start
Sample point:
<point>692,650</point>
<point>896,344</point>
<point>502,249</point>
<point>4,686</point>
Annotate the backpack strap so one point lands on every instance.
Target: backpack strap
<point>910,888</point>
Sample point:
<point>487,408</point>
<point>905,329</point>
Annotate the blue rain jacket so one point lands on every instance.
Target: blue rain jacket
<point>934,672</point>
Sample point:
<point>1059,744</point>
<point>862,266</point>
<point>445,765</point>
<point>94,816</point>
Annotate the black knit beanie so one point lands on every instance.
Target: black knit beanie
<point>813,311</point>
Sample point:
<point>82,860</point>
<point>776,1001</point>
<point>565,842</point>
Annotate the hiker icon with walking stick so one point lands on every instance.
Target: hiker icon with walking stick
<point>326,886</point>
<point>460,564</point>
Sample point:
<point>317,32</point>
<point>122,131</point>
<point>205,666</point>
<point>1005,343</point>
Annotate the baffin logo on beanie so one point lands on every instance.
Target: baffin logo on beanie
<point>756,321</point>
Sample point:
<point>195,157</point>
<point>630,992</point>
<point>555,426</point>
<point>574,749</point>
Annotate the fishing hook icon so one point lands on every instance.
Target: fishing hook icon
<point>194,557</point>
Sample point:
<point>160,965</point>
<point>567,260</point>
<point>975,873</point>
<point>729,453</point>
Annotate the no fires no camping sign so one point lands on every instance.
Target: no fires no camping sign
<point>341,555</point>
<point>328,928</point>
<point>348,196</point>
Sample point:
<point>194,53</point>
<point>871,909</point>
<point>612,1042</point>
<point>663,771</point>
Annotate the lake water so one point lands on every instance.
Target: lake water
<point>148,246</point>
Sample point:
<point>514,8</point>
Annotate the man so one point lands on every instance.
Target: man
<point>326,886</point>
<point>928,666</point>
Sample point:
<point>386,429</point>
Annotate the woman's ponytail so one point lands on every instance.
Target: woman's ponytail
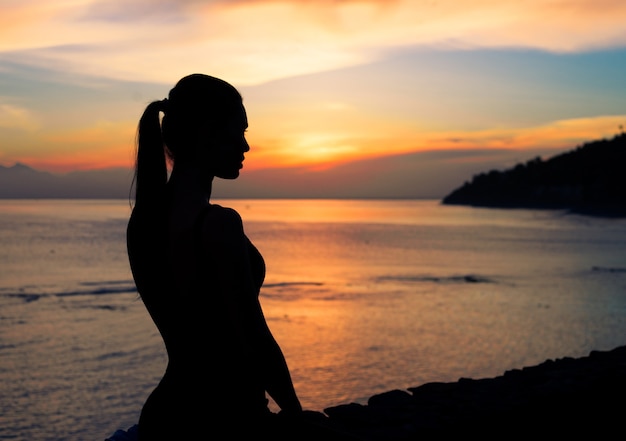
<point>150,164</point>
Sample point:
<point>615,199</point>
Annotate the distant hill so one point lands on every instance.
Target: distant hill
<point>21,182</point>
<point>590,179</point>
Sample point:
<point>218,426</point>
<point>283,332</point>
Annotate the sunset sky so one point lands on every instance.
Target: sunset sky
<point>357,89</point>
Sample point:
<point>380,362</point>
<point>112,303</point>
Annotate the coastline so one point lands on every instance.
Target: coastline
<point>564,396</point>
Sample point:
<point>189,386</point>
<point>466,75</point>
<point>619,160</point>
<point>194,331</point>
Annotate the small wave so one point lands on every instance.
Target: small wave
<point>283,284</point>
<point>100,291</point>
<point>468,278</point>
<point>33,293</point>
<point>602,269</point>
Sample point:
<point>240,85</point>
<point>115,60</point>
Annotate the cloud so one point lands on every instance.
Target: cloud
<point>251,42</point>
<point>15,117</point>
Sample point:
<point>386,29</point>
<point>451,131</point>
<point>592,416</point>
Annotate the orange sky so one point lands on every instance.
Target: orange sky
<point>324,82</point>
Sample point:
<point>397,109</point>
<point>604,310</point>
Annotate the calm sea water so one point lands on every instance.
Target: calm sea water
<point>363,296</point>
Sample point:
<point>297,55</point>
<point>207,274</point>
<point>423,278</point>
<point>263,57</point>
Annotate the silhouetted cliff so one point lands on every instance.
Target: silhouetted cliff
<point>590,179</point>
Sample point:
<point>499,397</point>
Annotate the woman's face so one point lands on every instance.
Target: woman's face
<point>229,145</point>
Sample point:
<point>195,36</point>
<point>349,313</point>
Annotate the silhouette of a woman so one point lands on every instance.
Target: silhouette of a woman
<point>198,274</point>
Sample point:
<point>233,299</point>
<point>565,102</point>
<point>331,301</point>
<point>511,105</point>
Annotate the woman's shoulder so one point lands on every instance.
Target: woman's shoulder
<point>220,223</point>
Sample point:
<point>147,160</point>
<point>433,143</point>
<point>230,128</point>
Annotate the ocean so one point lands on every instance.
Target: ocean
<point>364,296</point>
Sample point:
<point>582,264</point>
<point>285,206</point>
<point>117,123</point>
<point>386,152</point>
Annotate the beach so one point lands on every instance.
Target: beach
<point>364,297</point>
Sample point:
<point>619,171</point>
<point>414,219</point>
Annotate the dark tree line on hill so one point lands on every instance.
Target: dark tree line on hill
<point>590,179</point>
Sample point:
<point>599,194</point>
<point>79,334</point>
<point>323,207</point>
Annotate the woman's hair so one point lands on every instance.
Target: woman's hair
<point>196,102</point>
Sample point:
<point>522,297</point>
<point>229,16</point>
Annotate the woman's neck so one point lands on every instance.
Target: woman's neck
<point>189,185</point>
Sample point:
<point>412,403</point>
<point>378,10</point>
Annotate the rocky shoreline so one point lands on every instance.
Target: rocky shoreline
<point>566,396</point>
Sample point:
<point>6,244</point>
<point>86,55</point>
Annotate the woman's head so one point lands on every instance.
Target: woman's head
<point>198,106</point>
<point>203,123</point>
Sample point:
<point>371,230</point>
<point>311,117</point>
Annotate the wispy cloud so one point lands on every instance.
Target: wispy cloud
<point>256,41</point>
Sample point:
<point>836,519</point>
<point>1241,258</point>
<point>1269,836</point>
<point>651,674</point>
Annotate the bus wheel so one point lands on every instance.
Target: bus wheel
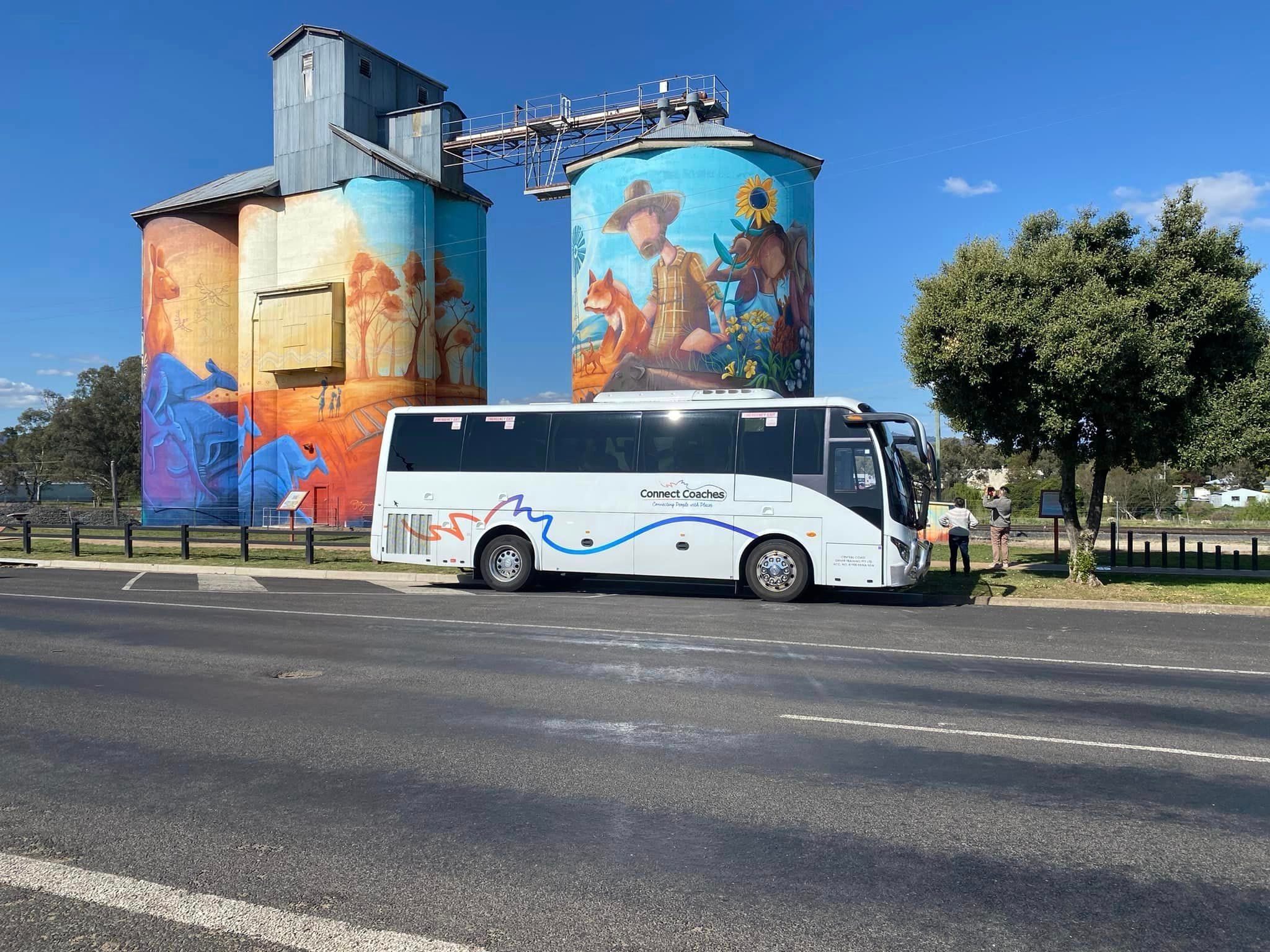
end
— Task goal —
Copy out every line of the listing above word for word, leaving out the pictures.

— Final answer —
Sample point:
<point>692,650</point>
<point>896,344</point>
<point>502,249</point>
<point>4,686</point>
Annotate the backpack strap so one point lands on every instance.
Target: backpack strap
<point>910,888</point>
Sample point:
<point>487,408</point>
<point>905,329</point>
Annotate the blue rain jacket so one point lands on every instance.
Target: blue rain jacket
<point>934,672</point>
Sample point:
<point>1059,744</point>
<point>862,266</point>
<point>445,765</point>
<point>94,816</point>
Annotate the black knit beanie so one point lands on every instance.
Target: black knit beanie
<point>813,311</point>
Sample point:
<point>82,860</point>
<point>776,1001</point>
<point>565,842</point>
Annotate the hiker icon with walking stick so one point lands on every instance.
Target: hiker icon with walking stick
<point>326,886</point>
<point>460,564</point>
Sample point:
<point>317,32</point>
<point>122,131</point>
<point>205,666</point>
<point>1005,343</point>
Annotate the baffin logo on beanie so one point lands on every instance.
Target: baffin logo on beanie
<point>756,321</point>
Sample point:
<point>195,157</point>
<point>630,992</point>
<point>555,426</point>
<point>574,749</point>
Annotate the fishing hook icon so one point lands on every instance.
Target: fishing hook icon
<point>194,557</point>
Sample point:
<point>160,965</point>
<point>567,260</point>
<point>975,873</point>
<point>729,453</point>
Annotate the no fires no camping sign so one point lands on every instance.
Target: no fires no camping sign
<point>341,555</point>
<point>328,928</point>
<point>348,196</point>
Sample point:
<point>194,53</point>
<point>871,909</point>
<point>612,1042</point>
<point>663,771</point>
Annotate the lake water so one point lands on every instance.
Target: lake water
<point>148,246</point>
Sample point:
<point>514,8</point>
Annotate the man so one point lands on every instance.
Target: man
<point>326,886</point>
<point>928,666</point>
Sample point:
<point>386,429</point>
Annotate the woman's ponytail so one point lands on every instance.
Target: woman's ponytail
<point>150,164</point>
Sample point:
<point>615,199</point>
Annotate the distant hill so one point lands on every instance.
Target: distant hill
<point>21,182</point>
<point>590,179</point>
Sample point:
<point>218,426</point>
<point>283,332</point>
Annotate the sunset sky so one point lands on every instance.
Target: sunset sky
<point>357,89</point>
Sample point:
<point>380,362</point>
<point>112,303</point>
Annotate the coastline so one point lands on every instance.
Target: coastline
<point>564,396</point>
Sample point:
<point>189,386</point>
<point>466,75</point>
<point>619,160</point>
<point>194,331</point>
Annotate the small wave so one point lands on every instance.
Target: small wave
<point>283,284</point>
<point>100,291</point>
<point>468,278</point>
<point>33,293</point>
<point>602,269</point>
Sample point:
<point>240,85</point>
<point>115,60</point>
Annotate the cloud so one point lands on every instance.
Target: cloud
<point>251,42</point>
<point>15,117</point>
Sample point:
<point>386,29</point>
<point>451,131</point>
<point>592,416</point>
Annotate the orange sky so one point lands on every instance.
Target: orange sky
<point>324,82</point>
Sample point:
<point>397,109</point>
<point>604,310</point>
Annotate the calm sea water so one point lands on every instance.
Target: calm sea water
<point>363,296</point>
Sample point:
<point>297,55</point>
<point>207,274</point>
<point>423,278</point>
<point>263,57</point>
Annotate the silhouetted cliff so one point lands on every instance.
Target: silhouetted cliff
<point>590,179</point>
Sample point:
<point>499,397</point>
Annotate the woman's face so one point lands on every instance.
Target: woman's face
<point>229,145</point>
Sample point:
<point>195,36</point>
<point>349,313</point>
Annotate the silhouette of a woman so one point lands on every instance.
Target: silhouette of a woman
<point>198,274</point>
Sample point:
<point>233,299</point>
<point>565,102</point>
<point>331,301</point>
<point>511,105</point>
Annotate the woman's shoulder so one point lands on every instance.
Target: woman's shoulder
<point>220,223</point>
Sample point:
<point>147,160</point>
<point>433,143</point>
<point>230,128</point>
Annotate the ocean so one point lands on every instance.
Target: ocean
<point>364,296</point>
Sample point:
<point>582,264</point>
<point>285,206</point>
<point>117,123</point>
<point>386,152</point>
Annotate the beach so one point lands on every instance.
Target: beach
<point>364,297</point>
Sample point:
<point>619,171</point>
<point>414,219</point>
Annotate the dark tree line on hill so one point lands on every instance.
Target: dark tree line on hill
<point>590,179</point>
Sample point:
<point>599,194</point>
<point>79,334</point>
<point>323,207</point>
Annotate the woman's hair so one point lands on every instance.
Target: woman's hair
<point>196,102</point>
Sample point:
<point>522,297</point>
<point>229,16</point>
Annotate the woman's neck so one point lands on every instance.
Target: woman's neck
<point>189,185</point>
Sample point:
<point>412,403</point>
<point>378,10</point>
Annotate the rocky shoreline so one point lands on every instance.
Target: rocky shoreline
<point>566,396</point>
Sample point:
<point>6,244</point>
<point>86,55</point>
Annotate the woman's head so one point lands on every instance.
Target: woman's head
<point>198,106</point>
<point>203,123</point>
Sample point:
<point>371,230</point>
<point>311,117</point>
Annotate the wispy cloud so one point lands on every instance.
Target: wispy cloud
<point>256,41</point>
Sample point:
<point>836,519</point>
<point>1241,258</point>
<point>1269,836</point>
<point>651,674</point>
Annotate the bus wheel so one point lands on every instance.
Target: bus wheel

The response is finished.